• [Exercise goal] Please count the lines in the entries below that contain the string "segment", with case counting, and reply with only the number.

• [Recorded data]

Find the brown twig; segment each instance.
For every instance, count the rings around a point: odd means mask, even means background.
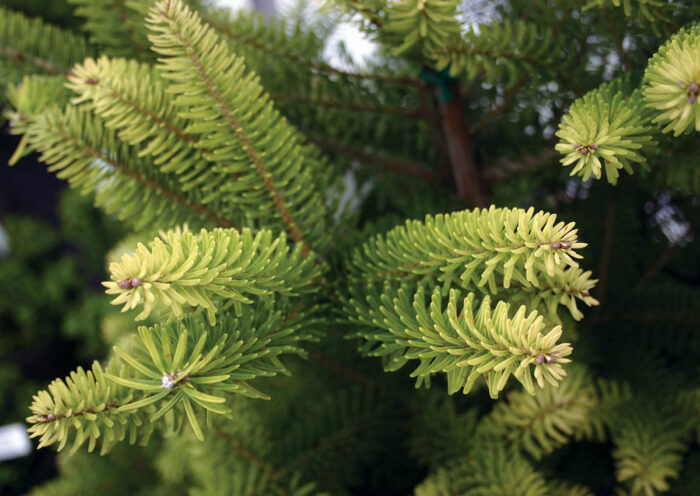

* * *

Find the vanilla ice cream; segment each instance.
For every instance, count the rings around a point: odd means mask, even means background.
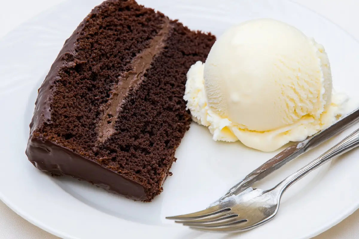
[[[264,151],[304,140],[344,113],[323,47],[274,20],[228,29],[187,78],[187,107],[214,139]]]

--

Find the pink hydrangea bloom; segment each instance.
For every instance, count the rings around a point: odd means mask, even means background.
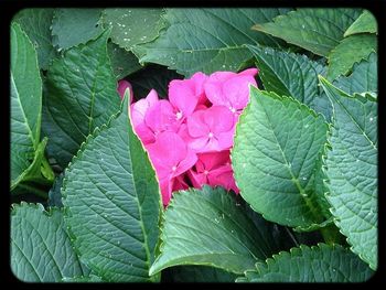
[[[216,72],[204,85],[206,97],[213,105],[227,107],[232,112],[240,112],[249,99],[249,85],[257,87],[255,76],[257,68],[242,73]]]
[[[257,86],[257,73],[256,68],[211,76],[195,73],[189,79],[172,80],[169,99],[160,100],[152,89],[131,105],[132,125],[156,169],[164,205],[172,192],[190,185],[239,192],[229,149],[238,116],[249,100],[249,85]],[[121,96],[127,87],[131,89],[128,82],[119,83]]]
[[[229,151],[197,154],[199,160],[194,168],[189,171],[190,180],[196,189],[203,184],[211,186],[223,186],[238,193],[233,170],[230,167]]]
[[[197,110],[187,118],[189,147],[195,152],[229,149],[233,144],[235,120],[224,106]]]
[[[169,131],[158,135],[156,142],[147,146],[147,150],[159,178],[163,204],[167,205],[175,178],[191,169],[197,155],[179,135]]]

• [The reply] 3